*Task brief*.
Transcribe the data that follows precisely, omitting nothing.

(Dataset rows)
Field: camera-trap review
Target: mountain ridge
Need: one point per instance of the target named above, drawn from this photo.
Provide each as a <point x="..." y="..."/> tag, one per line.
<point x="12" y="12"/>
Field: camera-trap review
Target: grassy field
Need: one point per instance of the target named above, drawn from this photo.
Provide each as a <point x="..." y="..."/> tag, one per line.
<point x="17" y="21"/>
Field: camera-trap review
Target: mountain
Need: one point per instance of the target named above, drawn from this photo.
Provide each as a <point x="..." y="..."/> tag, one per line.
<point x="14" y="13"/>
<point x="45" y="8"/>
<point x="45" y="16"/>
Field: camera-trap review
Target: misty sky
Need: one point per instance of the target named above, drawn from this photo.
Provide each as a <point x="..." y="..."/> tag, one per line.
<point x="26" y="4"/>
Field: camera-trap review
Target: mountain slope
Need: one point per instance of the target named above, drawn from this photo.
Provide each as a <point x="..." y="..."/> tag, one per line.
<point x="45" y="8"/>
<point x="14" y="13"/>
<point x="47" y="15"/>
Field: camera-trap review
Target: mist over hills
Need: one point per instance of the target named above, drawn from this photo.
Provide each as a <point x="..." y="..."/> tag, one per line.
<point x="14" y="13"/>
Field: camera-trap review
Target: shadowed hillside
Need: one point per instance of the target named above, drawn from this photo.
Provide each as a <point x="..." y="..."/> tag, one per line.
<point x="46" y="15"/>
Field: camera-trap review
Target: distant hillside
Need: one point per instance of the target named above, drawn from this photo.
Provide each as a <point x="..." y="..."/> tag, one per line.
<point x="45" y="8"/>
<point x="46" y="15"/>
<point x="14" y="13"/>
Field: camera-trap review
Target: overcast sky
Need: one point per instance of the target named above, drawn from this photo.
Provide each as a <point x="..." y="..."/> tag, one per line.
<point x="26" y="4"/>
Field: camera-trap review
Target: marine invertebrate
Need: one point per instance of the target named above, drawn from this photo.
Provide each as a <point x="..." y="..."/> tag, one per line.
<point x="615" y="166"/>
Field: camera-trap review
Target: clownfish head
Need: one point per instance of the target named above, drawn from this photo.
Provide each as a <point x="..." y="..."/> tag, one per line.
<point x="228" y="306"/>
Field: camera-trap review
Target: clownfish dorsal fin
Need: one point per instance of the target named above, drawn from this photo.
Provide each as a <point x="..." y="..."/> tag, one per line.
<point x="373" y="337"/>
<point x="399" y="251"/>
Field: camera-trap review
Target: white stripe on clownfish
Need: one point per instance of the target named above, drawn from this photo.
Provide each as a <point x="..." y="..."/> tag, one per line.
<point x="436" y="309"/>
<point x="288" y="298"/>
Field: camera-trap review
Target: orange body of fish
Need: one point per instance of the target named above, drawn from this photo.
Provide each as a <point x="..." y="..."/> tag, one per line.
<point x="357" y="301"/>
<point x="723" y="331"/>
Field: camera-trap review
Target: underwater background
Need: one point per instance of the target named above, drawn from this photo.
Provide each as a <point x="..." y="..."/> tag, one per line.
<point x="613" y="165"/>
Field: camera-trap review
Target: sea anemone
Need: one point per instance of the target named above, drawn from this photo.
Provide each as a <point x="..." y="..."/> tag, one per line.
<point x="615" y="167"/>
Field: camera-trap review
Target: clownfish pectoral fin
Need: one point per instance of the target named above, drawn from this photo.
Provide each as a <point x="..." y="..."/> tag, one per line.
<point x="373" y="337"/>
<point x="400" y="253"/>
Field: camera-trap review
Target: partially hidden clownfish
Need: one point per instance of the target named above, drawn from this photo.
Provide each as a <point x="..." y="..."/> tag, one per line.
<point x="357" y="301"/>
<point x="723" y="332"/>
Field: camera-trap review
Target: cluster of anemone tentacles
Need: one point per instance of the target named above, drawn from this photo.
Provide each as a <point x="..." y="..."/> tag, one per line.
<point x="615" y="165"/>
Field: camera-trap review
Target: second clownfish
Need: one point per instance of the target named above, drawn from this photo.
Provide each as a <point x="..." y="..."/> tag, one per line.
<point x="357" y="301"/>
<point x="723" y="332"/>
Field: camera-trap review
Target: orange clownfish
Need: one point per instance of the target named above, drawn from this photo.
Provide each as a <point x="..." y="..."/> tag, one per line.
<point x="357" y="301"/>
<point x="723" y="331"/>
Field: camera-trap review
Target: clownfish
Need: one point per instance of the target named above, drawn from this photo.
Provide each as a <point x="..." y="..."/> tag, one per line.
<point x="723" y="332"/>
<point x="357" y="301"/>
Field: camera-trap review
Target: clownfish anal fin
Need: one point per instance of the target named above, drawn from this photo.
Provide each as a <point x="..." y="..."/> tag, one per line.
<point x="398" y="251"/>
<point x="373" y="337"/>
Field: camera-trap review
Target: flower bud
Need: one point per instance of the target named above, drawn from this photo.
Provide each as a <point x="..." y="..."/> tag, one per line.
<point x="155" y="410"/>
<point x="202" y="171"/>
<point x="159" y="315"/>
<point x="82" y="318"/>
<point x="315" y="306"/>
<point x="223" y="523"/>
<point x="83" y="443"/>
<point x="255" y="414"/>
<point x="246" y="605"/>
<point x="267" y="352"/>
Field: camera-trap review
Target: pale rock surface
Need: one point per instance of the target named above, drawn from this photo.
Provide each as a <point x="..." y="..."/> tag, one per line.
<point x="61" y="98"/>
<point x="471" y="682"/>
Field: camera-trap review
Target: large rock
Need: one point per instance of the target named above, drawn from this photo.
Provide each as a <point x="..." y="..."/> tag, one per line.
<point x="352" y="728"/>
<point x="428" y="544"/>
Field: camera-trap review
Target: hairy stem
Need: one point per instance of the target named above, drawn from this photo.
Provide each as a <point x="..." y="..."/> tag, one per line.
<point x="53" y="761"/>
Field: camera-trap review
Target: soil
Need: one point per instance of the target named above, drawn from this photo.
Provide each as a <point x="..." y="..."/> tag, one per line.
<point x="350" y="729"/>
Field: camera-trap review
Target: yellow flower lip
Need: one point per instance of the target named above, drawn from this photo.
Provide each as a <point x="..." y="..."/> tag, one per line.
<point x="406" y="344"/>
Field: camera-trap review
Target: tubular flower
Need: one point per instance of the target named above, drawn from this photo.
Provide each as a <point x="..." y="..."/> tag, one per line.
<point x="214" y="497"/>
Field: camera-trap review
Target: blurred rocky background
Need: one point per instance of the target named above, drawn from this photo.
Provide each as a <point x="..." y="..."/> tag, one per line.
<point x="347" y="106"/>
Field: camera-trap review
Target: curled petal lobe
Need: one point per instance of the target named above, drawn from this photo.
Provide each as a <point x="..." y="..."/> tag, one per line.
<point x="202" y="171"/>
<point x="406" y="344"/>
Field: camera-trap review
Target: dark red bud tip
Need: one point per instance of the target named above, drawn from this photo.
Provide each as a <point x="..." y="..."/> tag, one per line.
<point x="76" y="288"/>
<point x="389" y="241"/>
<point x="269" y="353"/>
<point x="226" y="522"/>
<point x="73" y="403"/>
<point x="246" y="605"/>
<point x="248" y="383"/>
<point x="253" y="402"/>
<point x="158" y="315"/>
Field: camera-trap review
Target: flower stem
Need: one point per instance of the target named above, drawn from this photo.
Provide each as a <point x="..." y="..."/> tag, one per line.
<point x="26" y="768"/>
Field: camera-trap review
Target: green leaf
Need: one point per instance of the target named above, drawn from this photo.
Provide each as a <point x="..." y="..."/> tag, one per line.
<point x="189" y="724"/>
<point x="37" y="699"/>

*Solution*.
Field: camera-trap review
Target: mountain ridge
Need: one point per instance of the target named above, drawn from this photo.
Provide each as a <point x="..." y="..."/> tag, one per line.
<point x="12" y="12"/>
Field: camera-trap review
Target: grassy field
Need: one point per instance of the target named above, drawn from this photo.
Provide each as a <point x="..." y="..."/> tag, one per line.
<point x="17" y="21"/>
Field: camera-trap review
Target: mountain
Need: one point per instance of the target named above, drawn from this photo.
Provide each as a <point x="..." y="..."/> tag, one per line.
<point x="14" y="13"/>
<point x="45" y="8"/>
<point x="45" y="16"/>
Field: camera-trap review
Target: misty sky
Need: one point per instance of the target named above, drawn from this photo.
Provide each as a <point x="..." y="..."/> tag, one per line.
<point x="26" y="4"/>
Field: camera-trap review
Target: mountain slope
Need: one point per instance of the target named above, drawn from this photo.
Provide each as a <point x="..." y="..."/> tag, one per line.
<point x="45" y="8"/>
<point x="14" y="13"/>
<point x="47" y="15"/>
Field: camera-trap review
Target: mist over hills
Need: one point per instance of the target named above, drawn from this photo.
Provide each as a <point x="..." y="..."/> tag, one per line.
<point x="14" y="13"/>
Field: camera-trap review
Target: shadowed hillside
Need: one point per instance of the target named above, drawn from this photo.
Provide each as a <point x="..." y="..."/> tag, one per line.
<point x="46" y="15"/>
Field: camera-trap review
Target: distant hillside
Need: one point per instance of the target named above, drawn from this photo.
Provide each as a <point x="..." y="..."/> tag, one per line.
<point x="45" y="8"/>
<point x="46" y="15"/>
<point x="14" y="13"/>
Field: camera-trap review
Target: overcast sky
Need: one point per instance of the target named above, drawn from this photo.
Provide each as a <point x="..." y="..."/> tag, one per line.
<point x="26" y="4"/>
Field: camera-trap review
Target: marine invertebrate
Need: one point per instance of the target named above, drawn from this photo.
Provide each as a <point x="..." y="..."/> tag, one per line.
<point x="615" y="166"/>
Field: camera-trap review
Target: clownfish head
Need: one point per instance of the target named above, drawn from this photo.
Provide each as a <point x="..." y="..."/> tag, one per line.
<point x="228" y="306"/>
Field: camera-trap review
Target: clownfish dorsal fin
Need: one point per instance of the target named above, drawn from this photo.
Provide each as a <point x="..." y="..."/> tag, one per line.
<point x="373" y="337"/>
<point x="399" y="251"/>
Field: camera-trap review
Target: white stripe on clownfish
Need: one point per instance of the target named above, drawn from this photo.
Provide each as a <point x="..." y="..."/> tag, one per line.
<point x="436" y="309"/>
<point x="288" y="298"/>
Field: camera-trap review
Target: orange body of fish
Need: one point per instance of the target named above, drawn from this photo.
Provide each as a <point x="..." y="..."/> tag, one per line.
<point x="357" y="301"/>
<point x="723" y="331"/>
Field: camera-trap review
Target: underwater background
Need: one point per instance of the target named above, drawn from this photo.
Provide each as a <point x="..." y="..."/> tag, one per line.
<point x="613" y="165"/>
Field: camera-trap review
Target: sea anemone
Need: one point per instance of the target named above, drawn from this photo.
Provide each as a <point x="..." y="..."/> tag, one per line.
<point x="615" y="167"/>
Field: camera-trap review
Target: clownfish pectoral fin
Need: one point per instance of the target named above, drawn from this photo.
Provide each as a <point x="..." y="..."/> tag, one per line.
<point x="373" y="337"/>
<point x="400" y="253"/>
Field: camera-trap review
Target: partially hidden clownfish
Need: one point per instance of the target named above, drawn from this photo.
Provide each as a <point x="..." y="..."/> tag, one per line.
<point x="357" y="301"/>
<point x="723" y="332"/>
Field: camera-trap review
Target: cluster of anemone tentacles
Need: one point per instance of the target named above, drawn from this photo.
Provide each as a <point x="..." y="..."/> tag, one per line.
<point x="615" y="165"/>
Field: camera-trap review
Target: second clownfish
Need: one point per instance of the target named above, drawn from this photo.
Provide each as a <point x="..." y="..."/> tag, one per line.
<point x="357" y="301"/>
<point x="723" y="332"/>
Field: camera-trap review
Target: orange clownfish
Need: one point per instance of the target named above, drawn from this photo.
Provide each as a <point x="..." y="..."/> tag, one per line.
<point x="357" y="301"/>
<point x="723" y="331"/>
Field: camera-trap review
Target: clownfish
Need: one point per instance of the target named above, drawn from this photo.
Provide each as a <point x="..." y="..."/> tag, one per line.
<point x="723" y="332"/>
<point x="357" y="301"/>
Field: camera-trap review
Target: clownfish anal fin
Need: one point per instance of the target named above, drawn from this photo.
Provide each as a <point x="..." y="..."/> tag, one per line.
<point x="398" y="251"/>
<point x="373" y="337"/>
Field: camera-trap review
Target: flower bud
Need: one point per instance of the target named above, drawn from this photo.
Provide each as a <point x="..." y="..."/> tag, one per line.
<point x="155" y="410"/>
<point x="202" y="171"/>
<point x="159" y="315"/>
<point x="82" y="318"/>
<point x="315" y="306"/>
<point x="223" y="523"/>
<point x="83" y="443"/>
<point x="255" y="414"/>
<point x="246" y="605"/>
<point x="267" y="352"/>
Field: camera-trap review
Target: pale rock surface
Need: one point per instance of the target named above, drawn from this photo.
Provide each as a <point x="..." y="..."/> tag, one per line.
<point x="61" y="98"/>
<point x="471" y="682"/>
Field: camera-trap review
Target: large rock
Need: one point per instance of the target named above, drawn from this photo.
Provide each as a <point x="..." y="..."/> tag, one per line.
<point x="352" y="728"/>
<point x="428" y="544"/>
Field: camera-trap review
Target: hairy stem
Need: one point per instance of the target named above, drawn from this photo.
Provide each as a <point x="..." y="..."/> tag, one per line.
<point x="53" y="761"/>
Field: camera-trap review
Target: soil
Need: one point per instance of the target named above, drawn from this photo.
Provide each as a <point x="..." y="..."/> tag, one per line.
<point x="350" y="729"/>
Field: camera-trap review
Target: yellow flower lip
Need: one point per instance of the target named above, drawn from this photo.
Provide each as a <point x="..." y="..."/> tag, one per line.
<point x="406" y="344"/>
Field: camera-trap review
Target: tubular flower
Need: one point per instance of the target named above, drawn from this photo.
Provide each as a <point x="..." y="..."/> tag, one per line.
<point x="214" y="497"/>
Field: camera-trap review
Target: blurred rocky background
Need: one point per instance of the target named above, drawn from this photo.
Provide each as a <point x="..." y="..."/> tag, one per line.
<point x="347" y="106"/>
Field: camera-trap review
Target: curled petal lobe
Need: one point per instance of the target named above, drawn from this photo.
Provide each as a <point x="..." y="..."/> tag, one per line.
<point x="202" y="171"/>
<point x="406" y="344"/>
Field: camera-trap review
Target: dark red bud tip
Need: one point per instance of the target named above, drawn from this photo.
Provide each as a <point x="..." y="..."/> tag, one per line.
<point x="76" y="288"/>
<point x="389" y="241"/>
<point x="269" y="353"/>
<point x="226" y="522"/>
<point x="73" y="403"/>
<point x="246" y="605"/>
<point x="248" y="383"/>
<point x="253" y="402"/>
<point x="158" y="315"/>
Field: camera-trap review
Target: flower stem
Need: one point per instance of the target named above, drawn from this photo.
Provide each as a <point x="..." y="..."/> tag, one per line.
<point x="26" y="768"/>
Field: camera-trap review
Target: green leaf
Need: one point per instance of the target named above, drawn from this photo.
Provide each as a <point x="..." y="..."/> tag, one per line.
<point x="189" y="724"/>
<point x="37" y="699"/>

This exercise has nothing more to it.